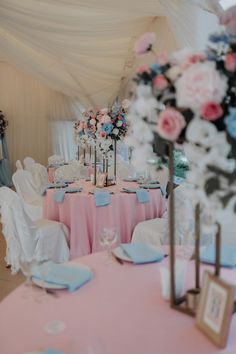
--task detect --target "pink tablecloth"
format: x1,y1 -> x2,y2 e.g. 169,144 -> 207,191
0,253 -> 235,354
43,181 -> 166,258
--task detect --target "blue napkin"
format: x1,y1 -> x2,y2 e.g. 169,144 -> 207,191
94,191 -> 111,207
138,180 -> 159,185
41,182 -> 68,196
31,261 -> 93,292
140,184 -> 160,189
122,187 -> 138,193
136,189 -> 150,203
120,243 -> 164,264
200,244 -> 236,268
123,177 -> 138,182
43,350 -> 63,354
53,187 -> 82,203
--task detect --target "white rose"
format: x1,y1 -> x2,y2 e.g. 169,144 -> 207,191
90,118 -> 96,125
116,121 -> 123,127
166,65 -> 181,81
112,128 -> 119,135
175,62 -> 227,110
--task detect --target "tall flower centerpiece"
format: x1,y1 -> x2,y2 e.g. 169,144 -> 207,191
127,30 -> 236,315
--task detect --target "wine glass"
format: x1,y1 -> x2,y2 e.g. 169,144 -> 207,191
99,227 -> 118,263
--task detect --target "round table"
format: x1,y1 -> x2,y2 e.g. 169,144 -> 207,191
0,253 -> 235,354
43,181 -> 166,258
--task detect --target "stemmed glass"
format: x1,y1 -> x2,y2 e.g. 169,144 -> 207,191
99,227 -> 118,263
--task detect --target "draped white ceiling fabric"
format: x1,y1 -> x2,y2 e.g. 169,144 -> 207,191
0,0 -> 220,108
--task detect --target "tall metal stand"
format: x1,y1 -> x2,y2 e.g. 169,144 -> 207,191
114,139 -> 117,180
94,143 -> 97,185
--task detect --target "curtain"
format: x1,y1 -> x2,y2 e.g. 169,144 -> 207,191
0,0 -> 221,108
0,63 -> 82,169
0,137 -> 12,187
51,121 -> 77,162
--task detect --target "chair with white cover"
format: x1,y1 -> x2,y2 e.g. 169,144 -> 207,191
0,187 -> 69,274
48,154 -> 65,166
131,183 -> 195,247
29,163 -> 48,194
109,155 -> 136,179
23,156 -> 35,171
12,170 -> 43,220
54,162 -> 86,181
15,160 -> 23,170
150,165 -> 169,189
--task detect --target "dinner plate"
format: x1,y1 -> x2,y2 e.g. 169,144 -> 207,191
122,188 -> 137,193
31,263 -> 91,290
112,245 -> 165,263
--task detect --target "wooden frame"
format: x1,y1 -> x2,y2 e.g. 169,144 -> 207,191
96,173 -> 107,188
196,271 -> 235,348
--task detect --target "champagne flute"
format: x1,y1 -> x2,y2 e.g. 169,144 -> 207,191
99,227 -> 118,263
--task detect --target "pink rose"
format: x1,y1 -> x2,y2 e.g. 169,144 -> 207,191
155,52 -> 168,66
175,62 -> 227,110
153,75 -> 168,90
225,53 -> 236,72
137,65 -> 149,74
134,32 -> 156,55
201,102 -> 223,121
157,108 -> 186,141
182,53 -> 206,69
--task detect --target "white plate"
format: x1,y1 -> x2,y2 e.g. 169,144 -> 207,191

■ **Instructions to follow**
Gather up, from the records above, each line where the word "white" appears.

■ **Answer to this problem**
--task detect --target "white rose"
--task detect --target "draped white ceiling fabric"
--task detect --target "chair with white cover"
--task detect --target "white plate"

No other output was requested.